## SET TASKS
a: According to the post, what conditions is the sister's husband suffering from?
b: Rewrite the post's passage starting at "While I was" and ending at "was a manipulative.", renaming "caregivers" to "aides".

While I was visiting mom, one of the caregivers shared that my sister had called last night, and told them that she had to FaceTime my mother that night or she wouldn’t be able to sleep.  Keep in mind, she had just FT’d the day before with my mom.  I shared with my husband that I sense my sisters anxiety is getting out of control.   He launched into me!   He told me her comments were not due to anxiety, but rather just another example of manipulation, this time of the caregivers since I had not given into her phone call request.  Perhaps both can be true.  I think she is feeling a lot of anxiety about my mom dying and perhaps the “ I won’t be able to sleep comment” was a manipulative. 

After my last response to her, and most recent post, I was pretty sure, I wouldn’t hear from her  and if I did I would not respond. My trip is planned, her trip is planned and that is that…. I did not predict this message at all.    Hi Mommydoc,  Yes, I want to visit you and mom in May with my son. He doesn't get out of school until mid-May. This is one of the reasons I wanted to talk to you this weekend.  Now, I am feeling like waiting a month might be too long.  Husband was supposed to go to a convention in LA the first week of May and I wanted to travel with him. Unfortunately, he is suffering from spinal stenosis and neuropathy. He is not able to travel right now. I have not talked with caregiver or facility about this, which means that mom was able to process, remember and communicate that to them! That is great news, as I had no idea that she was capable of this. I don't want to disappoint her so maybe I will come out that week, anyway. I am traveling to VA / Norfolk next week for a convention. Tomorrow, I will try to find someone to take my place. Let me know when you will be visiting mom at facility next week. I will try to make arrangements to visit at the same time. It might be the last opportunity for the three of us to be together, on Earth. I am so excited that she might be able to communicate with me! Hope to see you next weekend! Please let me know if it works for you.

## DATA SHOWN
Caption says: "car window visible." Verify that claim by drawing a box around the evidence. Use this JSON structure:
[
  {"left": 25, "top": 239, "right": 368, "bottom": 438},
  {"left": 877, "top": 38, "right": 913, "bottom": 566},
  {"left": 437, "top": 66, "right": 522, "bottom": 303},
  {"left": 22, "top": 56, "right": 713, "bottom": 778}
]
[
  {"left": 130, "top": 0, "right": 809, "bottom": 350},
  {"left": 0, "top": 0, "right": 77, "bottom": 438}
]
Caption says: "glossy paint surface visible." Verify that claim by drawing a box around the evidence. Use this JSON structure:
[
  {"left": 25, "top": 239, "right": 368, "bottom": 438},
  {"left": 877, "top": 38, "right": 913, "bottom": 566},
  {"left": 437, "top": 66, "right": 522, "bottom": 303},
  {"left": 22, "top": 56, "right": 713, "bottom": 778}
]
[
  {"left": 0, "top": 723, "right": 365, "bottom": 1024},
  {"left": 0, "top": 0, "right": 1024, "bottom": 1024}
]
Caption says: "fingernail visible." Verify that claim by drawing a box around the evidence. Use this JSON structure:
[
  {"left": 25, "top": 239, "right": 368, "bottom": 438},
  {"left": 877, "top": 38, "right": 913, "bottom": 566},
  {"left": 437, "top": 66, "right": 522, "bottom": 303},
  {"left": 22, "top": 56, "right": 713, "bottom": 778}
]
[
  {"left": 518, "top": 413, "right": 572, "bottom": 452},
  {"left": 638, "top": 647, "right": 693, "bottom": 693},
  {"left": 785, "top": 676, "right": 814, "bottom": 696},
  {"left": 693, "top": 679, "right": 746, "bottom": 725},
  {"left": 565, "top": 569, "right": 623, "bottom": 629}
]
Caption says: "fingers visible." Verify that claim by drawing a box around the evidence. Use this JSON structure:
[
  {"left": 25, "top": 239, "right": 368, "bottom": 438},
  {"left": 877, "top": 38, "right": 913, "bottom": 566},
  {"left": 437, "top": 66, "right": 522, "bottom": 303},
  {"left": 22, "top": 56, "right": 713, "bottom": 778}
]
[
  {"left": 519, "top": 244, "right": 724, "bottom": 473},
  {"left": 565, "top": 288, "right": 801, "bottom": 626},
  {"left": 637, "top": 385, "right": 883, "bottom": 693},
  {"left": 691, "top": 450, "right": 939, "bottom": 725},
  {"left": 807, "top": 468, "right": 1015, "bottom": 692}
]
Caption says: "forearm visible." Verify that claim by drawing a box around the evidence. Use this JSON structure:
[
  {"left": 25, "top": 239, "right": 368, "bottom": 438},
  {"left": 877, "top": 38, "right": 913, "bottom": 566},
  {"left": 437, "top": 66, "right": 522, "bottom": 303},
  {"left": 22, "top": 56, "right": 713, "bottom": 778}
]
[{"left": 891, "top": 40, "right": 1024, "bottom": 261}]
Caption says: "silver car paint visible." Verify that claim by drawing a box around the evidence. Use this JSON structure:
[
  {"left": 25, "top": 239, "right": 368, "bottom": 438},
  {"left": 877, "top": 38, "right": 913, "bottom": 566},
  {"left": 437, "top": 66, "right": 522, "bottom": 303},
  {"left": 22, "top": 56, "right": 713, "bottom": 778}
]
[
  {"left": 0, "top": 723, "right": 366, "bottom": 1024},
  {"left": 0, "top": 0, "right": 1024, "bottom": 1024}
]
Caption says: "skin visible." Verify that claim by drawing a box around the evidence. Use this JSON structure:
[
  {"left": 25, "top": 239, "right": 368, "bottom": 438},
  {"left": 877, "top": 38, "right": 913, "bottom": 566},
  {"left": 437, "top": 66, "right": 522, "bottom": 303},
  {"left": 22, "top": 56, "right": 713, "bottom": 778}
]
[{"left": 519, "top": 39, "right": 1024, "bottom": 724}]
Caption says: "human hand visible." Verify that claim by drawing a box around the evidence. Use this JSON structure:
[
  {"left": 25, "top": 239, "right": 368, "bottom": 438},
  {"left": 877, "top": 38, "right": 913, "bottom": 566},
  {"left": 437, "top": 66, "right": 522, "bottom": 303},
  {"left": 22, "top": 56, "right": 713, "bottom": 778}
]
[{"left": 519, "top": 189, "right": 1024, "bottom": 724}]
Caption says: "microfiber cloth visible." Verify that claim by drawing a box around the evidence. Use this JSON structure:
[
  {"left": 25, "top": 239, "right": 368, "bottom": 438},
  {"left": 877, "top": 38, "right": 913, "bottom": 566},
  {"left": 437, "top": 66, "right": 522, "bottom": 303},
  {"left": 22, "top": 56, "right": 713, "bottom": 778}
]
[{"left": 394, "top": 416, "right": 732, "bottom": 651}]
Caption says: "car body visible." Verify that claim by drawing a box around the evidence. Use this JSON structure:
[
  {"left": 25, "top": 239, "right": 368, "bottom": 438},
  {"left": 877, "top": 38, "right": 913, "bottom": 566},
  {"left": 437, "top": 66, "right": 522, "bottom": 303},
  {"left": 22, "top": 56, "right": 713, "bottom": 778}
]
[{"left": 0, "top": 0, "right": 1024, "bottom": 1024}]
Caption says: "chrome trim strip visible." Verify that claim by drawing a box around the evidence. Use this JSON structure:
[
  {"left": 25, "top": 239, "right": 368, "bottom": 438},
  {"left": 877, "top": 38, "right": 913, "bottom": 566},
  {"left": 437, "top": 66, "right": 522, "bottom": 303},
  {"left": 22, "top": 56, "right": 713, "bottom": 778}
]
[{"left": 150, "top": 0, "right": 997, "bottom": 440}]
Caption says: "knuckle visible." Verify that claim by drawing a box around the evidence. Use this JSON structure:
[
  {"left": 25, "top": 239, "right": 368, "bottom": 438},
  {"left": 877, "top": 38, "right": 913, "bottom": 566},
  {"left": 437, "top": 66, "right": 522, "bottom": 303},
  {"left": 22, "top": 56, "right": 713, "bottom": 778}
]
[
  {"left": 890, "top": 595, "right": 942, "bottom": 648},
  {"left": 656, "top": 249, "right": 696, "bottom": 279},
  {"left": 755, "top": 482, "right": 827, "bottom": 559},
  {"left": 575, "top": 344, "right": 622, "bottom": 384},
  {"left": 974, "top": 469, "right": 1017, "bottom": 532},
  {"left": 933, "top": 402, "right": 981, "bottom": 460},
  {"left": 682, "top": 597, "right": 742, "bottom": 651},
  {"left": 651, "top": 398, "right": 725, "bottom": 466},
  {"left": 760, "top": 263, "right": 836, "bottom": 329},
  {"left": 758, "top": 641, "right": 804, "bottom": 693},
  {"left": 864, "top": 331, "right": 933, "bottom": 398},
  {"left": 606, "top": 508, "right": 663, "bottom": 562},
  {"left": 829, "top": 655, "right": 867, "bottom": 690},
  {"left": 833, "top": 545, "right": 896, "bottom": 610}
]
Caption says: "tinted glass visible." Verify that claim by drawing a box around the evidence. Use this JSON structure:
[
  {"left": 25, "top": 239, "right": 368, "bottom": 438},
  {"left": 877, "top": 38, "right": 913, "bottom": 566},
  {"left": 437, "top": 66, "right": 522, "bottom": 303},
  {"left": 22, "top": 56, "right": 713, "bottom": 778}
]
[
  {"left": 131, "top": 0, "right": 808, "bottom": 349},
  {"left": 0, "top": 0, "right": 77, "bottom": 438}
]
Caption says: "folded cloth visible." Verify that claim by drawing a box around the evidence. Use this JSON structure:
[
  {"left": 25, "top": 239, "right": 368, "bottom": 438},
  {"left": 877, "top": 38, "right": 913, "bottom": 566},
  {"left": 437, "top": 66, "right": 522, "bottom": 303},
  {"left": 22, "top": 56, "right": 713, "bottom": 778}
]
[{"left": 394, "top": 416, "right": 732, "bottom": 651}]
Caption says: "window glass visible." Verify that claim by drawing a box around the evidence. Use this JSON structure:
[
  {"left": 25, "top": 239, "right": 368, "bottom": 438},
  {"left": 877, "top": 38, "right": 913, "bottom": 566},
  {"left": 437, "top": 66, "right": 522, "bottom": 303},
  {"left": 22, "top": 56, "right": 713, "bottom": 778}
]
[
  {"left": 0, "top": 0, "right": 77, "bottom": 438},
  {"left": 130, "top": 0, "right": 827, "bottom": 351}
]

## RESULTS OF THE TASKS
a: Spinal stenosis and neuropathy.

b:
While I was visiting mom, one of the aides shared that my sister had called last night, and told them that she had to FaceTime my mother that night or she wouldn’t be able to sleep.  Keep in mind, she had just FT’d the day before with my mom.  I shared with my husband that I sense my sisters anxiety is getting out of control.   He launched into me!   He told me her comments were not due to anxiety, but rather just another example of manipulation, this time of the aides since I had not given into her phone call request.  Perhaps both can be true.  I think she is feeling a lot of anxiety about my mom dying and perhaps the “ I won’t be able to sleep comment” was a manipulative.